(Given exercise) Count the lines below that contain the string "tree", treating uppercase and lowercase as different. Give only the number.

[Dataset rows]
******************************

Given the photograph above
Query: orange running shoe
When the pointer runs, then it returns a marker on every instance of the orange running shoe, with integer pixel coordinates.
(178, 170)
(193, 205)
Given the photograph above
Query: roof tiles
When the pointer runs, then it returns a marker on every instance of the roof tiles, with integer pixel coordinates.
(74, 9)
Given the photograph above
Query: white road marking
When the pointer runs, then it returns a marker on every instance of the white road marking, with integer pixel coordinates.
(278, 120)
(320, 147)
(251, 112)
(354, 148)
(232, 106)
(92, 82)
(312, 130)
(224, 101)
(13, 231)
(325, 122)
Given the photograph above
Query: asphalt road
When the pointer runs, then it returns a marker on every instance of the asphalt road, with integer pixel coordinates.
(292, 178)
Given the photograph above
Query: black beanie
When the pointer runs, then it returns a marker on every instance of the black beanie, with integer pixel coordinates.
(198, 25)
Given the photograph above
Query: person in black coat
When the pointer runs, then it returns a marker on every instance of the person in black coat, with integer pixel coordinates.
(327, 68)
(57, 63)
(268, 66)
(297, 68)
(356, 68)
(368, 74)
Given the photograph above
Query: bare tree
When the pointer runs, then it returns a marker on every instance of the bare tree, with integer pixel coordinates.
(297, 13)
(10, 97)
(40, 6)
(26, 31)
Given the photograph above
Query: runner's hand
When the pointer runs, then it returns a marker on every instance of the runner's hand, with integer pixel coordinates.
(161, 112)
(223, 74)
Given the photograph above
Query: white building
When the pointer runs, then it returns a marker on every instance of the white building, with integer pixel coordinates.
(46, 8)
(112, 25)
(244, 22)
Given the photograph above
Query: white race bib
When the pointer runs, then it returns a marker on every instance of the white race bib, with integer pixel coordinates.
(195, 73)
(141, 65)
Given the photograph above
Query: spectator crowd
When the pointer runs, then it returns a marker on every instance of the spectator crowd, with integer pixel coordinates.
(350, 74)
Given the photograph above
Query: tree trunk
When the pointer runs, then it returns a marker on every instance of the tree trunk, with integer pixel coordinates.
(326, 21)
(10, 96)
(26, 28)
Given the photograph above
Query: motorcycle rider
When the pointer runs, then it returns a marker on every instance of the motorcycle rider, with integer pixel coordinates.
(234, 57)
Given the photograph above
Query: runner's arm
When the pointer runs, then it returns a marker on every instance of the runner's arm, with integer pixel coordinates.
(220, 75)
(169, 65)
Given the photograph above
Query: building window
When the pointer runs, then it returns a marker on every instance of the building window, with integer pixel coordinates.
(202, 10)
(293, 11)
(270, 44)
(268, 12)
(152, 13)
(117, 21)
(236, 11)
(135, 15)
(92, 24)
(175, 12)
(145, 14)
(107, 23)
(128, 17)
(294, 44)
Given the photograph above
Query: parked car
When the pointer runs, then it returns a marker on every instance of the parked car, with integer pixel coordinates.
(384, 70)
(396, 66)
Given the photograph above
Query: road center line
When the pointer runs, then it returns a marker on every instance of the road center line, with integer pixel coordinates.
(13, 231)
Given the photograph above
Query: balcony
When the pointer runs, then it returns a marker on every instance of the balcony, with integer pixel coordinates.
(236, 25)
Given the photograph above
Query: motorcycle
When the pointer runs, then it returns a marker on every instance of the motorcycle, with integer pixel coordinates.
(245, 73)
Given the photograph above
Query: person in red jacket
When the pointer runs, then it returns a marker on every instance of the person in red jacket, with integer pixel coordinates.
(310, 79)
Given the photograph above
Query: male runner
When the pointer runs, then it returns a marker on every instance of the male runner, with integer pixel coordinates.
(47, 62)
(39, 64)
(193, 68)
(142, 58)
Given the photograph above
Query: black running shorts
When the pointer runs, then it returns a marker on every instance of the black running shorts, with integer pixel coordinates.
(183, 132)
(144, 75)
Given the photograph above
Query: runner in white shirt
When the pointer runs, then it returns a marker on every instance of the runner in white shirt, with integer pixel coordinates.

******************************

(Solution to the exercise) 4